**Problem description**
List every line in this data where the string "clicks" occurs.

##############################

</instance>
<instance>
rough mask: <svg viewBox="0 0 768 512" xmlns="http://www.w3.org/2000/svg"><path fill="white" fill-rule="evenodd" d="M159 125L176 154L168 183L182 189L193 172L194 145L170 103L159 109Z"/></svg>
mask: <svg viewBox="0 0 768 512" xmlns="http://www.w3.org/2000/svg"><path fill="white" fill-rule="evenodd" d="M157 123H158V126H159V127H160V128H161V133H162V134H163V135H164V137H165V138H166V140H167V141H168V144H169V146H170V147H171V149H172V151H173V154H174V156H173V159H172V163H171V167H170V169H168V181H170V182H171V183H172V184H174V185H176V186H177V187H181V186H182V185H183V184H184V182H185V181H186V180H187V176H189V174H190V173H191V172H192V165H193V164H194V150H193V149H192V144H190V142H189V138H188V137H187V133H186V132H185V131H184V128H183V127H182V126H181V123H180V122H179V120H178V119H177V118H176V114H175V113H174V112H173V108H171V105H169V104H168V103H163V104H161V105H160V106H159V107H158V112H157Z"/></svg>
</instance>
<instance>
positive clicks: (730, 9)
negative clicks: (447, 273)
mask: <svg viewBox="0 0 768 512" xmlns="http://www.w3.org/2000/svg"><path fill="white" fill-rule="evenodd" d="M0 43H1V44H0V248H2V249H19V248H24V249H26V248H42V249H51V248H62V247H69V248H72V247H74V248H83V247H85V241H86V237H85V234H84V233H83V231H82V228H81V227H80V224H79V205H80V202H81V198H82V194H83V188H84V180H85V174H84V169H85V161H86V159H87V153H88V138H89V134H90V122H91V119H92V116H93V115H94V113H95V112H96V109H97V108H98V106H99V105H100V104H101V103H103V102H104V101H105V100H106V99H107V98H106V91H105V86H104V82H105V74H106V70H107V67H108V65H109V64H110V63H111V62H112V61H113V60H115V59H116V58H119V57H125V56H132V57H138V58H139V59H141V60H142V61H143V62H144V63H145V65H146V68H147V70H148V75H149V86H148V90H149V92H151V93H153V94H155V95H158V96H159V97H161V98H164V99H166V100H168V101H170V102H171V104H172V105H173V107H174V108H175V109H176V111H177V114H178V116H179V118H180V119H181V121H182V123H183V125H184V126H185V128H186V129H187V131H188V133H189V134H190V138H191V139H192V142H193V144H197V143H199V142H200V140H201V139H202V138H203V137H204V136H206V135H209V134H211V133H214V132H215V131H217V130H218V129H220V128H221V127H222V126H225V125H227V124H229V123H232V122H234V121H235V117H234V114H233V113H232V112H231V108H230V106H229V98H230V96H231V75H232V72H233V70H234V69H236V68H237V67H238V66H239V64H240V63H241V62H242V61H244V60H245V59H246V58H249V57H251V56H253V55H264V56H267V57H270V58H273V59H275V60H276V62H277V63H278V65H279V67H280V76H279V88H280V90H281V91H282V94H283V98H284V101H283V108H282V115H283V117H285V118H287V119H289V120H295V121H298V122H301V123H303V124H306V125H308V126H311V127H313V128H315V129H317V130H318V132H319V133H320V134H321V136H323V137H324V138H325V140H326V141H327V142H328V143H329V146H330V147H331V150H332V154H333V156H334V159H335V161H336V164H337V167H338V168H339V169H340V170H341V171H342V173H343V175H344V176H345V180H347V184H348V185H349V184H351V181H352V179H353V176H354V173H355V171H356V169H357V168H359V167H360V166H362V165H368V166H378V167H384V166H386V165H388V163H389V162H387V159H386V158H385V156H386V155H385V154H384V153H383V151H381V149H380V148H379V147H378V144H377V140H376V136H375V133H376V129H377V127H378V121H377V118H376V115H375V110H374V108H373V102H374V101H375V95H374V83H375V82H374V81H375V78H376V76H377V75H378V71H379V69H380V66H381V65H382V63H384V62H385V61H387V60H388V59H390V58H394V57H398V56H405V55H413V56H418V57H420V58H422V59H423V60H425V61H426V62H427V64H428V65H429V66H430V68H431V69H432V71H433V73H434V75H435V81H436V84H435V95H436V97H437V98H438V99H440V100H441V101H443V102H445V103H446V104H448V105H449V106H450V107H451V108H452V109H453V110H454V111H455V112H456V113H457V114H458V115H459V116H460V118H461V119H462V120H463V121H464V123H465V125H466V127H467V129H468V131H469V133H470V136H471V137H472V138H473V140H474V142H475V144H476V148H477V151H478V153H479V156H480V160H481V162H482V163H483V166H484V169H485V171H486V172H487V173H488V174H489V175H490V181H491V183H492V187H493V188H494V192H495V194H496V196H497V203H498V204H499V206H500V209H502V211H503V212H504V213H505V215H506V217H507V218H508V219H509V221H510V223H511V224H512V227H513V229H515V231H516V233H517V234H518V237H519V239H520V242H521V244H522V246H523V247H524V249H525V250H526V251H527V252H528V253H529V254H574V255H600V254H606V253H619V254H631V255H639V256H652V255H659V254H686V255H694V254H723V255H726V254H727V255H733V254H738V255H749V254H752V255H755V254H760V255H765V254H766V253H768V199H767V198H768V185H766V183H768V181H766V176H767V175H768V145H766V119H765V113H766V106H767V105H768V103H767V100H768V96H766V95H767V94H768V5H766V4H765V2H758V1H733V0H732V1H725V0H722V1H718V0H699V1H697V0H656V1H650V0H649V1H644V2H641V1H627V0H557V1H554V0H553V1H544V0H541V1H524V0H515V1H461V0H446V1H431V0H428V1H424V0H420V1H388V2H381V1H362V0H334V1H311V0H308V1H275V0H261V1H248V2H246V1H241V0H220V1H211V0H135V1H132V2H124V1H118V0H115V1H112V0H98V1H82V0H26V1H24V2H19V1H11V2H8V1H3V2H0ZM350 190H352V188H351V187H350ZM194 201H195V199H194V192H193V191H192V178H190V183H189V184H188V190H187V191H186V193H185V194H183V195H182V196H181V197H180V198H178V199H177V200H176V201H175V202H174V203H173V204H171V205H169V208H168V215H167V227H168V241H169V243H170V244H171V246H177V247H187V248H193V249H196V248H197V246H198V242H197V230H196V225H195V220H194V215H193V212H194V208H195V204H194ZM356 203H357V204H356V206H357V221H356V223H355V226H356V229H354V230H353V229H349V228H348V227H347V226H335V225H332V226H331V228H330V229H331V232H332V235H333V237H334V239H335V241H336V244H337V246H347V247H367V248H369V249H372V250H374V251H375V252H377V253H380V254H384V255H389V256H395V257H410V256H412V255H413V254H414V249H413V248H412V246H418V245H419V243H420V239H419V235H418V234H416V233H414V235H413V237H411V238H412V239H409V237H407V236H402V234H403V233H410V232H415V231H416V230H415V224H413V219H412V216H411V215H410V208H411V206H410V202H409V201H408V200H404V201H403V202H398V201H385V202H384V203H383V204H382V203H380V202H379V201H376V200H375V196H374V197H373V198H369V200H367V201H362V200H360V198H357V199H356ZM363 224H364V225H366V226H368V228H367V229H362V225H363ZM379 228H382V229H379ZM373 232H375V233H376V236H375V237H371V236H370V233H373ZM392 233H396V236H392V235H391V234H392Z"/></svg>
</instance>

##############################

**Expected output**
positive clicks: (730, 9)
negative clicks: (447, 273)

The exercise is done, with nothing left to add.